• THE TASK
Copy every entry below exactly as it appears, leaving out the images.

Records contained in a dataset:
──────
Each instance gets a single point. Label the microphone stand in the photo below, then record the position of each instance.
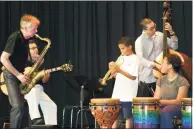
(81, 104)
(150, 89)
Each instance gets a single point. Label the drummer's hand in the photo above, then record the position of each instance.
(23, 78)
(111, 65)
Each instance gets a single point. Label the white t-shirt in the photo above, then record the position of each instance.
(125, 89)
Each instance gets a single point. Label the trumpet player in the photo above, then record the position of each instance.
(126, 80)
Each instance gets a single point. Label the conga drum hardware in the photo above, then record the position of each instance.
(146, 112)
(186, 110)
(105, 111)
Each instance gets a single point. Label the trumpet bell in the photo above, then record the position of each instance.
(102, 82)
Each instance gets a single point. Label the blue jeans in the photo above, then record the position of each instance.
(166, 115)
(16, 100)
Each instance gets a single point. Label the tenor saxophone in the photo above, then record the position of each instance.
(33, 74)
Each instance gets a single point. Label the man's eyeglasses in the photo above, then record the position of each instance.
(152, 28)
(32, 48)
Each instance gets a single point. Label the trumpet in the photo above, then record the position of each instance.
(108, 75)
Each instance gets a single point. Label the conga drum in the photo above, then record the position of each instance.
(146, 113)
(105, 111)
(186, 110)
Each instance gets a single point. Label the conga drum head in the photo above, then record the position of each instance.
(146, 112)
(105, 111)
(104, 101)
(145, 100)
(186, 110)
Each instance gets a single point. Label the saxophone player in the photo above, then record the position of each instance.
(126, 80)
(37, 97)
(14, 57)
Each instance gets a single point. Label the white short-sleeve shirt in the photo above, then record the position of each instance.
(126, 89)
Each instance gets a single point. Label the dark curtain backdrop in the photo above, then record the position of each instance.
(87, 33)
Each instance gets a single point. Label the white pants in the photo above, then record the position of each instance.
(49, 109)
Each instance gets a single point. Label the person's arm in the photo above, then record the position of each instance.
(139, 52)
(182, 93)
(131, 76)
(126, 74)
(157, 93)
(173, 40)
(46, 78)
(8, 65)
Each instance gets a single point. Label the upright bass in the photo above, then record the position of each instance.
(186, 61)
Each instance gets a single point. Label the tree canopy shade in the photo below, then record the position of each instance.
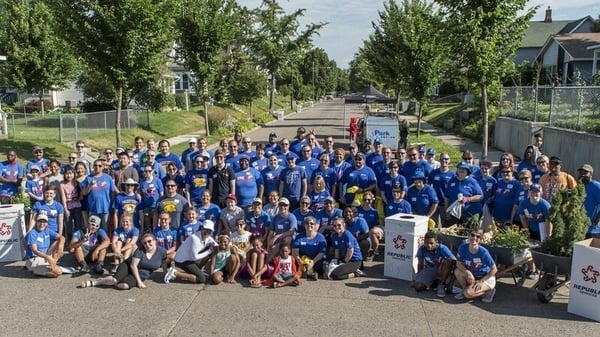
(369, 95)
(485, 35)
(38, 58)
(124, 41)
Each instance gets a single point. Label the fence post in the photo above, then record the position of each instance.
(76, 126)
(60, 129)
(552, 91)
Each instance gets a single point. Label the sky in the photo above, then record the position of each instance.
(350, 21)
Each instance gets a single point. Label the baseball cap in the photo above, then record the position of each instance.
(94, 220)
(535, 187)
(586, 167)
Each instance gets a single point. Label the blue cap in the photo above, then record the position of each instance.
(419, 175)
(535, 187)
(465, 166)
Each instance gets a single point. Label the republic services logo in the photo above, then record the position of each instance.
(590, 274)
(399, 242)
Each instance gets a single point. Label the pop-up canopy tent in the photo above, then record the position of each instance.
(368, 95)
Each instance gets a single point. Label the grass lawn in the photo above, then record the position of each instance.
(44, 131)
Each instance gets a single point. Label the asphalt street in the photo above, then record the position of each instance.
(367, 306)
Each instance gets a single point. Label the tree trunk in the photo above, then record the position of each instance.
(485, 117)
(272, 95)
(206, 116)
(118, 116)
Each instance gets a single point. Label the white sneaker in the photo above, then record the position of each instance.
(169, 275)
(489, 296)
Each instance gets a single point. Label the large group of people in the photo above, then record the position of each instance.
(273, 211)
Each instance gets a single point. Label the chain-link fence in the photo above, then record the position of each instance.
(69, 127)
(575, 108)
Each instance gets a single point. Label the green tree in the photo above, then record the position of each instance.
(409, 49)
(38, 58)
(125, 41)
(485, 35)
(276, 41)
(205, 30)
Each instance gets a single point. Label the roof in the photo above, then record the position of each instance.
(538, 31)
(577, 44)
(369, 95)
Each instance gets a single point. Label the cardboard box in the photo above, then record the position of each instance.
(404, 233)
(584, 294)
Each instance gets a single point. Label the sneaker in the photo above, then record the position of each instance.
(532, 275)
(489, 296)
(169, 275)
(98, 269)
(441, 292)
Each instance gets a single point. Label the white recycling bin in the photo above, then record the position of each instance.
(12, 229)
(404, 233)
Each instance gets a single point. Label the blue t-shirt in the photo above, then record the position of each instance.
(99, 196)
(504, 199)
(292, 182)
(387, 184)
(434, 259)
(393, 207)
(534, 214)
(479, 264)
(421, 200)
(371, 216)
(212, 213)
(246, 186)
(258, 224)
(345, 242)
(310, 247)
(468, 187)
(439, 181)
(93, 240)
(281, 224)
(271, 179)
(41, 239)
(52, 210)
(166, 238)
(197, 180)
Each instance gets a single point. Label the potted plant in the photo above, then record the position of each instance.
(508, 246)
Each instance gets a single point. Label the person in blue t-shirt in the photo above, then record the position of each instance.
(592, 199)
(43, 249)
(346, 251)
(436, 262)
(475, 270)
(422, 198)
(89, 246)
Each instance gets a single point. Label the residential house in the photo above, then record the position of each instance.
(569, 58)
(538, 32)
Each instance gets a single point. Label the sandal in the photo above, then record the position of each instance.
(87, 284)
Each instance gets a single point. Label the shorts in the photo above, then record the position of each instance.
(38, 265)
(428, 275)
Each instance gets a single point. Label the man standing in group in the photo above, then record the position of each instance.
(221, 180)
(592, 198)
(11, 176)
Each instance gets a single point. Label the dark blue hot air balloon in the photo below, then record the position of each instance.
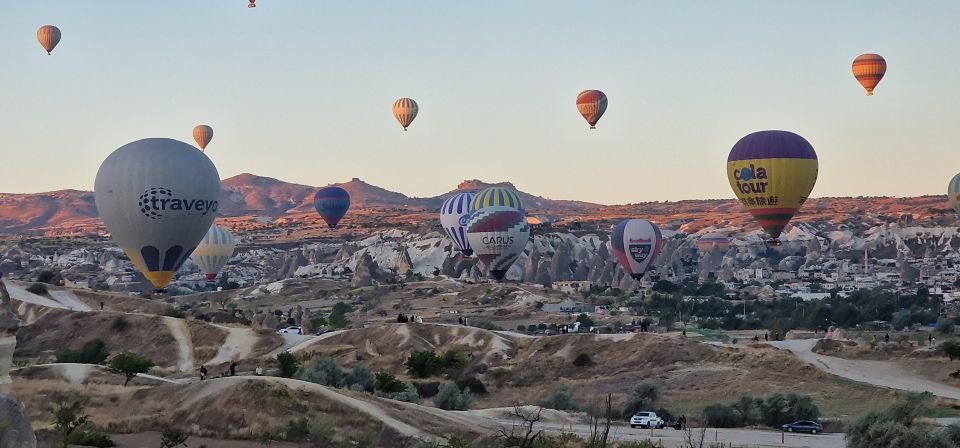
(331, 204)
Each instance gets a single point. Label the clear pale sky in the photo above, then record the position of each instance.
(301, 91)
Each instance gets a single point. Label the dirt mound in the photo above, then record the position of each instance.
(388, 346)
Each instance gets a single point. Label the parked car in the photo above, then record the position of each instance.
(646, 419)
(803, 426)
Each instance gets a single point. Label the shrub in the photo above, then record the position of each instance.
(423, 364)
(387, 383)
(450, 398)
(288, 364)
(38, 288)
(324, 371)
(582, 360)
(561, 398)
(642, 396)
(473, 384)
(93, 352)
(129, 364)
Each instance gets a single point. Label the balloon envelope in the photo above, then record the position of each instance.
(592, 104)
(332, 204)
(405, 110)
(497, 196)
(636, 243)
(869, 69)
(706, 242)
(203, 134)
(454, 215)
(953, 193)
(214, 251)
(49, 37)
(772, 173)
(157, 197)
(498, 236)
──────
• WRITTEN SOLUTION
Each instance gets a single point. Label the microphone stand in the photo below, then record the position of each instance.
(81, 104)
(150, 89)
Each instance gets a single point. Label the drummer's hand in the photo above, then record the position of each instance.
(23, 78)
(111, 65)
Each instance gets a single point. Label the white t-shirt in the photo above, then record the position of each instance.
(125, 89)
Each instance gets a single point. Label the trumpet player in the photo above, then record the position of each instance.
(126, 80)
Each instance gets a single point. Label the conga drum hardware in the photo above, then record the position of each instance.
(146, 112)
(186, 110)
(105, 111)
Each instance gets a single point. Label the trumpet bell in the photo above, then record the position of each instance.
(102, 82)
Each instance gets a single point. Label the blue jeans in the photo above, then record the position of each instance.
(166, 115)
(16, 100)
Each instance gets a single point. Label the tenor saxophone in the photo above, then record the position of each instance.
(33, 74)
Each instance gets a single point. Label the man's eyeglasses in the photo above, then record the position of each instance.
(152, 28)
(32, 48)
Each instance gets a single point. Label the trumpet in the photo above, then record the position of each instance.
(108, 75)
Each instance gets a single point. Label the conga drum in the photo above, then record the position of each instance.
(146, 113)
(105, 111)
(186, 110)
Each instance gets a single point. Label the conga drum head in the photo above, then record the position of each instance.
(146, 112)
(105, 111)
(104, 101)
(145, 100)
(186, 110)
Each instance gets a single point. Label the saxophone player in the photo above, then record the position of each instance.
(126, 80)
(37, 97)
(14, 57)
Each instance gets a single point. Label the white short-sleeve shirt in the photo above, then record the position of each instance.
(126, 89)
Each instance gets a single point. Label the dark curtain backdrop in the photo above, then record the position of each instance.
(87, 33)
Each instance gets a single point. Label the white pants in the photo above, then record the position of each instance.
(49, 109)
Each instance gets a single point. Label the person's arm in the photo above, then record the position of each instance.
(139, 52)
(182, 93)
(131, 76)
(126, 74)
(157, 93)
(173, 40)
(46, 78)
(8, 65)
Each instance gets a single point. Label the upright bass in the photo above, then record the position of each instance.
(186, 61)
Each instance gets a single point. Label the tree canopy shade in the photo below, then record the position of each instance.
(369, 95)
(485, 35)
(38, 58)
(124, 41)
Each instance gets a single point. Label the fence post in the photo above, then record the position of each instance.
(76, 126)
(60, 129)
(552, 91)
Each instance gets a single point. Label the sky in the photo above, then record the position of each instance.
(350, 21)
Each instance gets a single point. Label the baseball cap in the photo above, then record the position of each instance.
(94, 220)
(535, 187)
(586, 167)
Each instance gets a single point. Label the blue cap in the photo above, then record the position of each instance.
(419, 175)
(535, 187)
(465, 166)
Each instance gets a single point. Label the republic services logo in the photo above, then record the position of each instance.
(590, 274)
(399, 242)
Each instance gets a single point. Label the pop-up canopy tent in the photo above, then record the position of each instance.
(368, 95)
Each instance gets a single point. Label the grass lawn in the photo above, then record the position of each instance.
(44, 131)
Each instance gets a single point. Label the asphalt street in the photo above, then record the position of each instance.
(367, 306)
Each instance gets a single point. Label the tree trunk in the photo above, then record the position of each instance.
(485, 117)
(272, 95)
(206, 116)
(118, 116)
Each instance gets a single point. Label the white sneaker in the photo above, then record the position of each instance.
(169, 275)
(489, 296)
Each instance gets a single point. Label the large group of people in the photo above, then record the position of each instance.
(273, 211)
Each instance gets a single point. Label the chain-link fence in the photo above, then record the position of each instance.
(69, 127)
(575, 108)
Each instance gets a single point. Label the green tree in the photo above, then record the position of each instance.
(409, 49)
(38, 58)
(125, 41)
(485, 35)
(276, 41)
(205, 30)
Each instance gets a single point. Label the roof in the photo above, then record the position of each instance.
(538, 31)
(577, 44)
(369, 95)
Each instance gets a single point. Label the cardboard box in the photo above, then record the position of each instance.
(404, 233)
(584, 294)
Each instance gets a single point. Label the sneaker in the photo above, then record the position of each instance.
(532, 275)
(489, 296)
(169, 275)
(98, 269)
(441, 292)
Each instance gets a single point. Label the white recycling bin in the photo above, then record the position of each instance.
(12, 229)
(404, 233)
Each instance gets a single point. Label the blue t-shirt in the photo above, then record the position of each instance.
(99, 196)
(504, 199)
(292, 182)
(387, 184)
(434, 259)
(393, 207)
(534, 214)
(479, 264)
(421, 200)
(371, 216)
(212, 213)
(246, 186)
(258, 224)
(345, 242)
(310, 247)
(468, 187)
(439, 181)
(93, 240)
(281, 224)
(271, 179)
(41, 239)
(52, 210)
(166, 238)
(197, 180)
Each instance gets a single point. Label the potted plant in the photo above, then record the position of each instance.
(508, 246)
Each instance gets a single point. Label the person in blue t-shirt in the photo above, then record the position of each instance.
(592, 199)
(43, 249)
(346, 251)
(436, 262)
(475, 270)
(422, 198)
(89, 246)
Each instance gets a single point. Label the residential house in the photo above, then record the position of each instance.
(569, 58)
(538, 32)
Each instance gets a single point. Label the sandal in the photo above, then record the position of each instance.
(87, 284)
Each instance gets a single point. Label the shorts in the photo above, then record the position of each instance.
(38, 265)
(428, 275)
Each instance gets a single point. Label the man standing in group in the photo above, then record the position of each instance.
(221, 180)
(592, 198)
(11, 176)
Each instance gets a single point. Label the dark blue hot air balloon in the photo below, then record the position of each instance.
(331, 204)
Each instance gets a single point. Label the clear pale sky in the photo above, then record the position of each instance.
(301, 91)
Each instance gets a single point. Label the dirt mound in the photo above, then record the position of each instance.
(388, 346)
Each instance gets a single point. Label the parked car in the photo above, then record the position of each instance.
(646, 419)
(803, 426)
Each instance gets a single point. Label the shrub in the photo above, then record the position of each instance.
(423, 364)
(387, 383)
(450, 398)
(288, 364)
(38, 288)
(324, 371)
(582, 360)
(561, 398)
(642, 396)
(473, 384)
(93, 352)
(129, 364)
Each instance gets a single point. Label the balloon envelope in the photo above, then record the position of each instance.
(592, 104)
(332, 204)
(405, 110)
(497, 196)
(636, 243)
(869, 69)
(706, 242)
(203, 134)
(454, 215)
(953, 193)
(214, 251)
(49, 37)
(772, 173)
(157, 197)
(498, 236)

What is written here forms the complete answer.